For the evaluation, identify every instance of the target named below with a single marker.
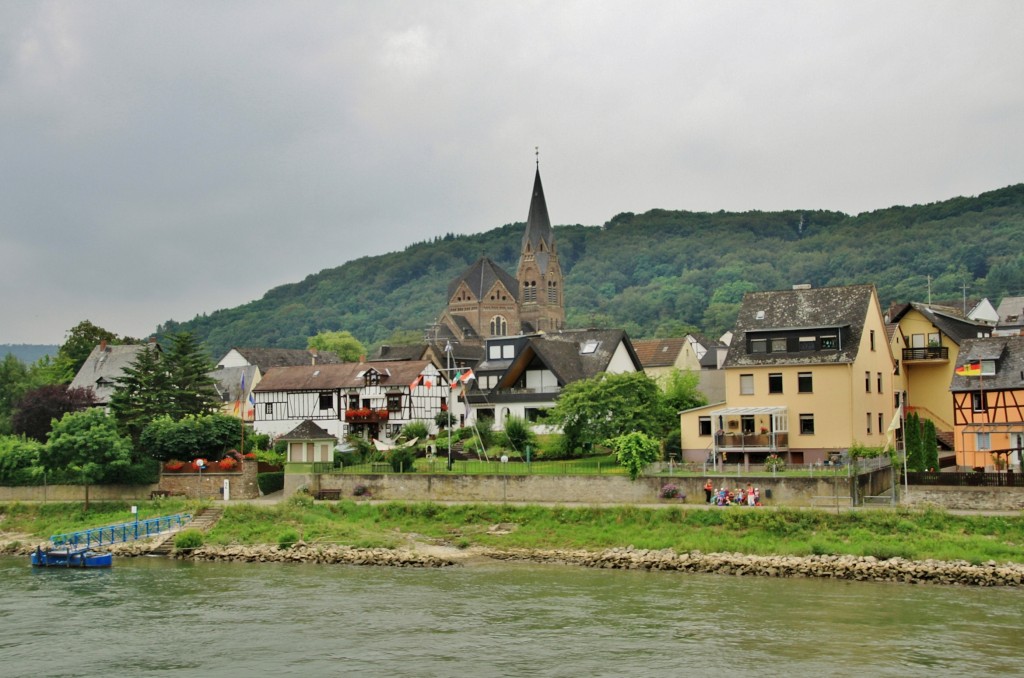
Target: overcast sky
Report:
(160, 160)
---
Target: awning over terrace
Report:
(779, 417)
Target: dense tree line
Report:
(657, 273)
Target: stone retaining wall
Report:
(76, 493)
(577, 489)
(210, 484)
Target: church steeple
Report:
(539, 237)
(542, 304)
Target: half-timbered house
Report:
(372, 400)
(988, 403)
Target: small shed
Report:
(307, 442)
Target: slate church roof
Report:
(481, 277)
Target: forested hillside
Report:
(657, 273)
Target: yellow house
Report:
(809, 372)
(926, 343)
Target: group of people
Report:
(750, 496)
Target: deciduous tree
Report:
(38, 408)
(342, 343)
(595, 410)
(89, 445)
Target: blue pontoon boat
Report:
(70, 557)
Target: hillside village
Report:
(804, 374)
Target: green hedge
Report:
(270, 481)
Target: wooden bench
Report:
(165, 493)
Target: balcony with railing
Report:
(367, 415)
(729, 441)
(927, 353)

▶ Short task: Tally the rows above that contain the string "house", treating uppercase and lowercase letters as distinct, and state only the resulting number.

▶ Exercise output: 2